Bionure Farma, a biotech company specialised in neuroprotection, announced the appointment of Dr Laurent Nguyen as the new Chief Executive Officer of the company and named Dr Amit Bar-Or as member of its Scientific Advisory Board (SAB) led by Dr Pablo Villoslada, the scientific founder of the company.
The Chairman of Bionure, Guy P. Nohra, said, “After a comprehensive executive search, the Board of Directors is very pleased to have attracted Dr Nguyen, an accomplished executive, to assume leadership of Bionure, and to welcome Dr Bar-Or to the SAB of the company as we are approaching the very exciting translational phase toward clinical proof-of-concept in patients with neurodegenerative diseases.”
Dr Laurent Nguyen, a French national, graduated as Doctor of Medicine and holds a Master’s Degree in Public Health. Following a four-year residency at the Paris Hospital Group (Assistance Publique – Hopitaux de Paris), he built solid experience in the pharmaceutical industry at Hoechst-Roussel, Merck KGaA, F. Hoffmann-La Roche Ltd and Pierre Fabre. He then moved to the biotech sector where he became CEO of a French academic spin-off that he developed into a publicly traded clinical biotech company. He reached phase II clinical trials with a portfolio of neuro-otology (inner ear disorders) products. He also acted as advisor in corporate development for several biotech and medtech companies.
"I'm excited about the Bionure project, which is a potential game-changer for patients living with neurodegenerative diseases. I’m eager to join the great team that has taken the project forward into clinical development," said Dr Nguyen.

**Point-per-instance localization data:**
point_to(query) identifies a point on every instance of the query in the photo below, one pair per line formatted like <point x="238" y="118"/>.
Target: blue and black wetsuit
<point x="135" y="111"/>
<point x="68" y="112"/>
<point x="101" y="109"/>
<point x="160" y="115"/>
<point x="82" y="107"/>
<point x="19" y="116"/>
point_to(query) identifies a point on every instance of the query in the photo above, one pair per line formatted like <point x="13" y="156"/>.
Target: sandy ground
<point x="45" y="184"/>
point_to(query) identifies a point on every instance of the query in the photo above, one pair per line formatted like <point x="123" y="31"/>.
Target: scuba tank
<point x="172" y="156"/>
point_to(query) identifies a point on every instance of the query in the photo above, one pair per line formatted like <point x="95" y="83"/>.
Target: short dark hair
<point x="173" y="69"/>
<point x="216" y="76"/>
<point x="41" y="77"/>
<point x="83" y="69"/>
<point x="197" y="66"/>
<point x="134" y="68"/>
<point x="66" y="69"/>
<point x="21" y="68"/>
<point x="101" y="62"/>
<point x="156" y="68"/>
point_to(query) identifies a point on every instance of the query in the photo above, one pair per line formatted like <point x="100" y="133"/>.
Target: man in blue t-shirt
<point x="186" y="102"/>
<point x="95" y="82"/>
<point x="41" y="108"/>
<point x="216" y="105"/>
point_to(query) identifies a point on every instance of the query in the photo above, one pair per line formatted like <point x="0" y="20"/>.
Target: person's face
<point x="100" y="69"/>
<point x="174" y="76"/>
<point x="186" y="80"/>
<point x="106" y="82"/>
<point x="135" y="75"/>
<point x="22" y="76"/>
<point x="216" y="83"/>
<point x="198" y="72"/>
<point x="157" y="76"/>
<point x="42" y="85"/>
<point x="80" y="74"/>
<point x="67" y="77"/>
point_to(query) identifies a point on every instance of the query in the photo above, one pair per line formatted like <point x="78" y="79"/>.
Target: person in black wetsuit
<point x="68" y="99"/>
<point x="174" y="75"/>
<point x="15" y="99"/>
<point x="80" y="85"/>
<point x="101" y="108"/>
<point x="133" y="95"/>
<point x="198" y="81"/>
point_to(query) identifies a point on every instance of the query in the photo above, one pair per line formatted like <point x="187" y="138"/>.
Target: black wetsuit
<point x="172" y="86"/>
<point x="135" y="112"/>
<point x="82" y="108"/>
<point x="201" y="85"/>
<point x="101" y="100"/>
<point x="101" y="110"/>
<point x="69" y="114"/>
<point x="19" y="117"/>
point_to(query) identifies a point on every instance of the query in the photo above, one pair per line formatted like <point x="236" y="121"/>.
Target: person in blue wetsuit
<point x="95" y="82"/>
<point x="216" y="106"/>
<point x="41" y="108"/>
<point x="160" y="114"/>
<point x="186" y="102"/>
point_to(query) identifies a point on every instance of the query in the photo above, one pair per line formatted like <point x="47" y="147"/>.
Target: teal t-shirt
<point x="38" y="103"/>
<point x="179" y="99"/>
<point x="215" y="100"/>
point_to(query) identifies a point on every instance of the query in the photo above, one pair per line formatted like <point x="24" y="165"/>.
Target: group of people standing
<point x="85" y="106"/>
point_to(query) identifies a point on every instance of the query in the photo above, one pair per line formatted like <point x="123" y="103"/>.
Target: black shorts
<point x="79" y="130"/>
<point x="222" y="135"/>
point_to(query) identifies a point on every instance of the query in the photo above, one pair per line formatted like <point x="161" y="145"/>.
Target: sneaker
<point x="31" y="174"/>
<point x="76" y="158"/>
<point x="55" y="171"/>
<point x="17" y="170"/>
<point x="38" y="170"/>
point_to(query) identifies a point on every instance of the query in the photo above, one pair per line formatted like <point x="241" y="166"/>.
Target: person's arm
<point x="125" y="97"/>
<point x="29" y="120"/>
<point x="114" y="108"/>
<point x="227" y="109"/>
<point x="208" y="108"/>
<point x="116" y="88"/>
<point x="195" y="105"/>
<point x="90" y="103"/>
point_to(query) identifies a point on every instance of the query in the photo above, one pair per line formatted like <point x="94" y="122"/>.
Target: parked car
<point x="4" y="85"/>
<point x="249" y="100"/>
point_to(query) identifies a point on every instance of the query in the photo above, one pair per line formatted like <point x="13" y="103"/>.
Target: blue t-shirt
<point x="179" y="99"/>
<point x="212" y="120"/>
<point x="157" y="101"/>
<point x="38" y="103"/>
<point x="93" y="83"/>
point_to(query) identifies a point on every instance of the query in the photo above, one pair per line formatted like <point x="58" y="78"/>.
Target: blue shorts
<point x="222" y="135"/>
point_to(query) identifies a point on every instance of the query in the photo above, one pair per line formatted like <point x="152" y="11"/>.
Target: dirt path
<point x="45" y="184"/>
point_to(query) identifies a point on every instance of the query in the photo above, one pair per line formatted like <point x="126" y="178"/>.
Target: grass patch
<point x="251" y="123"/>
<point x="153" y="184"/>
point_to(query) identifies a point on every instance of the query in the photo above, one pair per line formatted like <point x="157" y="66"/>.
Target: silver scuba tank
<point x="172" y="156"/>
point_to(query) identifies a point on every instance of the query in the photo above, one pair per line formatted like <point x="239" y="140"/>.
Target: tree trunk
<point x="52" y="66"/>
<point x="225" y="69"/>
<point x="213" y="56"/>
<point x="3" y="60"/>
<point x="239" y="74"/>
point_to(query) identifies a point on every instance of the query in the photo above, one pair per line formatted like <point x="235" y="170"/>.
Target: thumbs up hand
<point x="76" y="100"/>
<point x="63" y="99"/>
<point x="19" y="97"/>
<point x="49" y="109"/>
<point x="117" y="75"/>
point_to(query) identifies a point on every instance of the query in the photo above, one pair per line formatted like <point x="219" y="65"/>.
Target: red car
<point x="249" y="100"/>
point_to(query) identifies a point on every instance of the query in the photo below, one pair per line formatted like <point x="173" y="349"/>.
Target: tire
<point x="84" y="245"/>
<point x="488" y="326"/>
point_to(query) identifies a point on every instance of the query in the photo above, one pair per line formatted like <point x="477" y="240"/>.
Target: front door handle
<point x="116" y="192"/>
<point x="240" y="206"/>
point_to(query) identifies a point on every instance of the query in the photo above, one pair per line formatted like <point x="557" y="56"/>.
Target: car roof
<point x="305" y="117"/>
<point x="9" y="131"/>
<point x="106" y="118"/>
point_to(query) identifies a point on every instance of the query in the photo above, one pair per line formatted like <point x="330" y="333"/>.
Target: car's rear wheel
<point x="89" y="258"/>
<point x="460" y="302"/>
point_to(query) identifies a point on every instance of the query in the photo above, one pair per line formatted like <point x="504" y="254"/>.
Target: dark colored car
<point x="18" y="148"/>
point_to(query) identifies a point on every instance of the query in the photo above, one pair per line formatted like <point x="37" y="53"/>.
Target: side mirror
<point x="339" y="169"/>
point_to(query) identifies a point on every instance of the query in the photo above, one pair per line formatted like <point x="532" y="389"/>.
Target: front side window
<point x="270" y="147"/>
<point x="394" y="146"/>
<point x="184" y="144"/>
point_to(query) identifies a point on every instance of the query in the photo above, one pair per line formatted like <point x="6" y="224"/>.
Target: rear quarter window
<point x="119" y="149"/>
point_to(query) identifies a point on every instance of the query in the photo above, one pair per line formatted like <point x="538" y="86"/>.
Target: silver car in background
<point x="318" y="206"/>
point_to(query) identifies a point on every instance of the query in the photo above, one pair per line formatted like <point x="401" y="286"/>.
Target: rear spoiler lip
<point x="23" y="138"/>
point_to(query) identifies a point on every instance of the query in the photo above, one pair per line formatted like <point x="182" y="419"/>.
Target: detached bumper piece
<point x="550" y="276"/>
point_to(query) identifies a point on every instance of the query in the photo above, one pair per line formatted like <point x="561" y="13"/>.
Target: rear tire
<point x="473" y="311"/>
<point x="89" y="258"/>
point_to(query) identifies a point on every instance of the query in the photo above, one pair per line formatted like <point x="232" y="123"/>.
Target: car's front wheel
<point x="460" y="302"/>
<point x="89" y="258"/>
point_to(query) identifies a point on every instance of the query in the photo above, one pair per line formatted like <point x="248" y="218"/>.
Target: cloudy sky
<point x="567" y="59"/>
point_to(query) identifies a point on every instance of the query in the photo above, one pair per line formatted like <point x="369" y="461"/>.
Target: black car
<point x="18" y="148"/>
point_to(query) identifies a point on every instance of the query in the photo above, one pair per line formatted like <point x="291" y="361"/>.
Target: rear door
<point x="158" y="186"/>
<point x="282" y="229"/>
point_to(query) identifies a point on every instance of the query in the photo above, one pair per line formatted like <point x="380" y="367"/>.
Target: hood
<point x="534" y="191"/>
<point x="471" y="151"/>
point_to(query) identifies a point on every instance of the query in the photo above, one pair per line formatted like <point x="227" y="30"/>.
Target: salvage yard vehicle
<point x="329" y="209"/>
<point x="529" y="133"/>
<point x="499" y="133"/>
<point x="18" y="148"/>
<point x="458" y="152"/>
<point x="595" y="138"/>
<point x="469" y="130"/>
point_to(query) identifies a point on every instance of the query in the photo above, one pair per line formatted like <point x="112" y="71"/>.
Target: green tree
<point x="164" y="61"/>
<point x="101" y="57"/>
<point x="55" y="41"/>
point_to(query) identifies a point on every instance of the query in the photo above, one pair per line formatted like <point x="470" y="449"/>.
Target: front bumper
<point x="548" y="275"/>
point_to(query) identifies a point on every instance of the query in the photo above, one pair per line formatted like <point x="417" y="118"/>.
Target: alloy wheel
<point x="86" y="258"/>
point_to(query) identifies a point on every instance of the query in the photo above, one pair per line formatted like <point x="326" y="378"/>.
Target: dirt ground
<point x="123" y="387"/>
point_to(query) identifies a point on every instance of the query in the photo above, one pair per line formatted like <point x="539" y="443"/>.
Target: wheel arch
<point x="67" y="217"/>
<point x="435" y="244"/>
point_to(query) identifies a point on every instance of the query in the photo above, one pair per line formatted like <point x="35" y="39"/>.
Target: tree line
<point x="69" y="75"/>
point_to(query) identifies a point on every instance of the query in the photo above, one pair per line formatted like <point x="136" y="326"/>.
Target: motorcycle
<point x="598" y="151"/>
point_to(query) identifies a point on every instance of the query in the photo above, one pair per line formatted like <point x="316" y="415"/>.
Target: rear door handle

**Assignment:**
In the Bionure announcement, reproduce the passage starting at "Bionure Farma, a" and ending at "of the company.", substituting "biotechnology firm" for "biotech company".

**Exercise solution:**
Bionure Farma, a biotechnology firm specialised in neuroprotection, announced the appointment of Dr Laurent Nguyen as the new Chief Executive Officer of the company and named Dr Amit Bar-Or as member of its Scientific Advisory Board (SAB) led by Dr Pablo Villoslada, the scientific founder of the company.